**QUOTED TEXT:**
***
Abstract

The old ways prevail. The gift of telling with the written word remains one of the most powerful currencies available to us. Especially so when it is done well. Think about the sculpting of a story, or the chronicling of a journey taken. Remember a combination of the two that compelled you. Or stopped you in your tracks. Given its power and potential, telling ought never be thought of as an easy option or an innocent act. There are significant questions of style and shape to be addressed, as well as of content and purpose. There are duties and responsibilities to be observed, sometimes of more than symbolic import. There might even be risks or dangers attached. Misjudge your readership, and all too easily the point of telling falls flat. Misdirect the writing, and what is being told is liable to fall on deaf ears. Mistime the exercise, and rejection may well result.
***
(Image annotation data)
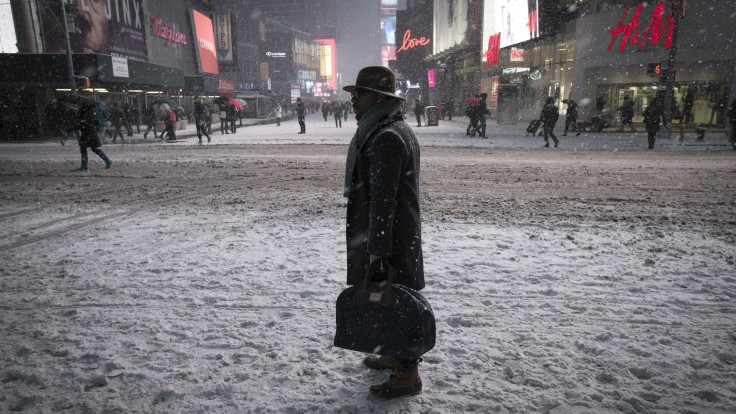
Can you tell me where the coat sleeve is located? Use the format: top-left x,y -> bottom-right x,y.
365,131 -> 406,257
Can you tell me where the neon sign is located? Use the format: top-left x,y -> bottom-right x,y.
486,33 -> 501,66
396,30 -> 430,53
608,3 -> 675,53
151,16 -> 187,46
***
**OBJECTIVE 1:** In the abstract on written telling, what may result if the exercise is mistimed?
**OBJECTIVE 2:** Carry on the abstract about the power of written telling, starting after its last sentence.

**REPLY 1:** Rejection may well result.

**REPLY 2:**
The academic community has long been aware of these facts, a collective awareness partly explaining the scarcity of research in which the author consciously sets out to craft a creative form of telling. These scarcer styles of telling reflect a level of attention paid to matters of composition, expression, voice, language, tone, cadence, and mode of address. Fairly or unfairly, such literary ambition has also been seen as a bit full of itself. Too fussy, cocky even. Traditionally, it has also found a poor fit with the system of peer review employed by academic journals and the standards issued to reviewers for judging the value and contribution of academic writing. As a consequence, the general preference has been to treat telling and the teller as the subjects of scholarly attention, with inquiries channelled through criticism, interpretation, or technical analysis of prose. Put bluntly, telling is what the novelist, essayist or artist does, a job qualitatively different from that of the scholar who follows in the wake of such creative work, unpicking its literary merits, defining its form, studying its constituent features for pattern and purpose.
But times change. Of late, a preparedness to experiment with different ways of telling has surfaced, and steadily spread, in contemporary cultural geography and cognate subject areas extending to the emergent field of geo-humanities. 1 Modern precedents have been set, influential enough to induce a second and (depending on how you chart your disciplinary history) third wave of creative geographical writing. 2 Critical mass has been reached as the range of ways of telling extends: evidenced by articles reviewing the assembled literature, earmarking specific approaches worthy of close attention, and opinion pieces that propose a typology or tactics for telling. 3 If it can be argued that geography’s ‘telling-turn’ has come of age, what cumulatively can be said about the field?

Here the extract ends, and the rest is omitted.